* start THE DATA *

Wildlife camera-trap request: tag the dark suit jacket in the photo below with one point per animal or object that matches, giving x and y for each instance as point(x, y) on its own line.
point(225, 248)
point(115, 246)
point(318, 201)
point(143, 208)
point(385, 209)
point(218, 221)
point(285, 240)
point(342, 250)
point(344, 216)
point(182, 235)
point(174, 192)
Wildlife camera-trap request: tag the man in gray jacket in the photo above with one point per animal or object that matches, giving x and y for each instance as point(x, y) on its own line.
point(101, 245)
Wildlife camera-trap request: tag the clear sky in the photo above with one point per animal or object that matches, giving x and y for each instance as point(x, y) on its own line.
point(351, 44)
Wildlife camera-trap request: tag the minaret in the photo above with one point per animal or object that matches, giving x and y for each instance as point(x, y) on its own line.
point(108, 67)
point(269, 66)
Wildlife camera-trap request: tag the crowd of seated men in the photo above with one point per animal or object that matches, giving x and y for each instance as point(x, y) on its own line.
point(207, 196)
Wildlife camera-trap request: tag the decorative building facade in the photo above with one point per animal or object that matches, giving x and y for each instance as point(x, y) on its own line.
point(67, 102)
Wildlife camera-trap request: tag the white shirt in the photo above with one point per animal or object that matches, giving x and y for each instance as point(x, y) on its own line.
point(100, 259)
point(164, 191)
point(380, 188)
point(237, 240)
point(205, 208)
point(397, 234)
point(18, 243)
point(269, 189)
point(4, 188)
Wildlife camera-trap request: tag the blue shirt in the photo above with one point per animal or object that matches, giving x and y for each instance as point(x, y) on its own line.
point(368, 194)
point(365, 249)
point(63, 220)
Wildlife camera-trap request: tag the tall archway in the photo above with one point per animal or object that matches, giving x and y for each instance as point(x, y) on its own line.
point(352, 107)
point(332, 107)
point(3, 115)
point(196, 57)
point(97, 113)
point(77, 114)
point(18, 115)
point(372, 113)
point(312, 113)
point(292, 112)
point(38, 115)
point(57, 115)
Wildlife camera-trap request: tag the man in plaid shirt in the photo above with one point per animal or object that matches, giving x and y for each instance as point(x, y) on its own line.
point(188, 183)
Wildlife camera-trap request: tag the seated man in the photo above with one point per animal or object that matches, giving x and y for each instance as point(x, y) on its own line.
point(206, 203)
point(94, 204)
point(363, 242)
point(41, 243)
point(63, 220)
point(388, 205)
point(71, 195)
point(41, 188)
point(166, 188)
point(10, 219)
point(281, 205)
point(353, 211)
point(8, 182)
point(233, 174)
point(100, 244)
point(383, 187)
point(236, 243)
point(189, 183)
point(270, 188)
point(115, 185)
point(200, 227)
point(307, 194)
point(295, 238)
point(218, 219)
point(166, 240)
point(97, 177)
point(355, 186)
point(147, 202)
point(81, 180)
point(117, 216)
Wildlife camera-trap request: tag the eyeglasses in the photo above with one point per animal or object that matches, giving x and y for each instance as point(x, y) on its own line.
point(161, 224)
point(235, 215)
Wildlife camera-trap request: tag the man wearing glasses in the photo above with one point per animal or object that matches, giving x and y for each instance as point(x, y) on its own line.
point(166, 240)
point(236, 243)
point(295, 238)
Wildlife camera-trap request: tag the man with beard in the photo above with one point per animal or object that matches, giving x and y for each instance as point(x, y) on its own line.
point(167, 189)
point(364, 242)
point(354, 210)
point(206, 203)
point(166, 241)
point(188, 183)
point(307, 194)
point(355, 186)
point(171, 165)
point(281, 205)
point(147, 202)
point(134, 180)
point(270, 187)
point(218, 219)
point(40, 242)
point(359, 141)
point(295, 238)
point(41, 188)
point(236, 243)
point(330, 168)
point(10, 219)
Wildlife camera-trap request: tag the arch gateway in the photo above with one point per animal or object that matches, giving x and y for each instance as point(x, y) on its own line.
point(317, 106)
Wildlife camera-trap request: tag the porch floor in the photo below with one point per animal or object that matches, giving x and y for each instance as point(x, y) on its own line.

* end THE DATA *

◆ TASK STATEMENT ◆
Output every row above as a numbered list, omitting any blank lines.

◆ SOLUTION TO THIS EXERCISE ◆
1. Wildlife camera-trap request: tag the dark suit jacket in the photo below with one point per animal or object that matches, giving x and y for each instance as point(x, y) on its own line.
2. point(225, 248)
3. point(115, 246)
4. point(318, 201)
5. point(143, 208)
6. point(385, 209)
7. point(218, 221)
8. point(285, 240)
9. point(342, 250)
10. point(344, 216)
11. point(182, 235)
12. point(174, 192)
13. Wildlife camera-trap request: tag the man in gray jacket in the photo above with one point per animal or object that matches, giving x and y for each instance as point(x, y) on its own line.
14. point(101, 245)
15. Wildlife camera-trap request: tag the clear sky in the photo above with one point per animal or object that matches, giving x and y for each instance as point(x, y) on its own line.
16. point(351, 44)
17. Wildlife camera-trap request: tag the minaret in the photo above with one point per animal or object that matches, giving x and y for each instance as point(x, y) on its own line.
18. point(108, 67)
19. point(269, 66)
20. Wildlife camera-trap request: tag the crowd of seated men in the photo above with one point per animal or object that matches, giving x and y for each instance as point(x, y) on its own line.
21. point(207, 196)
22. Wildlife camera-trap request: tag the decorative building facade in the photo above with one point per animal or object that matches, giving x and y for each instance as point(x, y) on its own line.
23. point(67, 102)
24. Wildlife camera-trap request: tag the white shirt in the photo above with one point per animal or object that matches, giving x and y for each instance as point(x, y) on its own line.
25. point(100, 259)
26. point(164, 191)
27. point(380, 188)
28. point(237, 240)
29. point(205, 208)
30. point(397, 234)
31. point(18, 243)
32. point(269, 189)
33. point(4, 188)
34. Wildlife camera-trap request: tag the blue shirt in the photo above with one point per animal or object that matches, giving x and y for each instance as point(x, y) on its own line.
35. point(368, 194)
36. point(365, 249)
37. point(63, 220)
38. Wildlife camera-trap request: tag the tall archway in the photo above with one point per animal or object that matches, giving x and y for each instance as point(x, y) on its own line.
39. point(352, 107)
40. point(332, 107)
41. point(3, 115)
42. point(196, 57)
43. point(97, 113)
44. point(77, 114)
45. point(18, 115)
46. point(372, 113)
47. point(312, 113)
48. point(292, 112)
49. point(38, 115)
50. point(57, 115)
51. Wildlife camera-trap request: tag the man in plaid shirt in the photo above with one point per animal or object that matches, giving x and y for each instance as point(x, y) on its own line.
52. point(188, 183)
53. Wildlife camera-trap request: tag the seated man in the photo above with one point per animal or object that matches, giving x and y for each instance as point(x, y) on its own line.
54. point(206, 203)
55. point(94, 204)
56. point(363, 242)
57. point(41, 243)
58. point(63, 220)
59. point(388, 205)
60. point(71, 195)
61. point(41, 188)
62. point(166, 188)
63. point(10, 219)
64. point(281, 205)
65. point(353, 211)
66. point(8, 182)
67. point(233, 174)
68. point(100, 244)
69. point(383, 187)
70. point(236, 243)
71. point(189, 183)
72. point(270, 188)
73. point(115, 185)
74. point(200, 227)
75. point(307, 194)
76. point(295, 238)
77. point(218, 219)
78. point(166, 240)
79. point(97, 177)
80. point(355, 186)
81. point(147, 202)
82. point(81, 180)
83. point(117, 216)
84. Wildlife camera-trap request: tag the eyeglasses in the photo above with one point per animal or object that matches, giving x and y for each instance as point(x, y) on its own line.
85. point(161, 224)
86. point(235, 215)
87. Wildlife camera-trap request: tag the man wearing glasses in the photo above with one point per animal or object that matches, giving x and y for each instance as point(x, y) on its own line.
88. point(166, 240)
89. point(236, 243)
90. point(295, 238)
91. Wildlife camera-trap request: tag the man with beard in the photo above with one point per animal or object that matches, giving x and y for each instance as point(x, y) on its own line.
92. point(167, 189)
93. point(364, 242)
94. point(354, 210)
95. point(206, 203)
96. point(166, 241)
97. point(188, 183)
98. point(307, 194)
99. point(355, 186)
100. point(171, 165)
101. point(281, 205)
102. point(147, 202)
103. point(134, 180)
104. point(270, 187)
105. point(218, 219)
106. point(40, 242)
107. point(359, 141)
108. point(295, 238)
109. point(41, 188)
110. point(236, 243)
111. point(330, 168)
112. point(10, 219)
113. Wildlife camera-trap request: tag the arch gateway in the photo above with one point per animal or object that matches, giving x and y for each instance as point(x, y) on its own line.
114. point(317, 106)
115. Wildlife camera-trap request: tag the porch floor in the photo below with one point per animal or object that matches, giving x and y for each instance as point(x, y) on its own line.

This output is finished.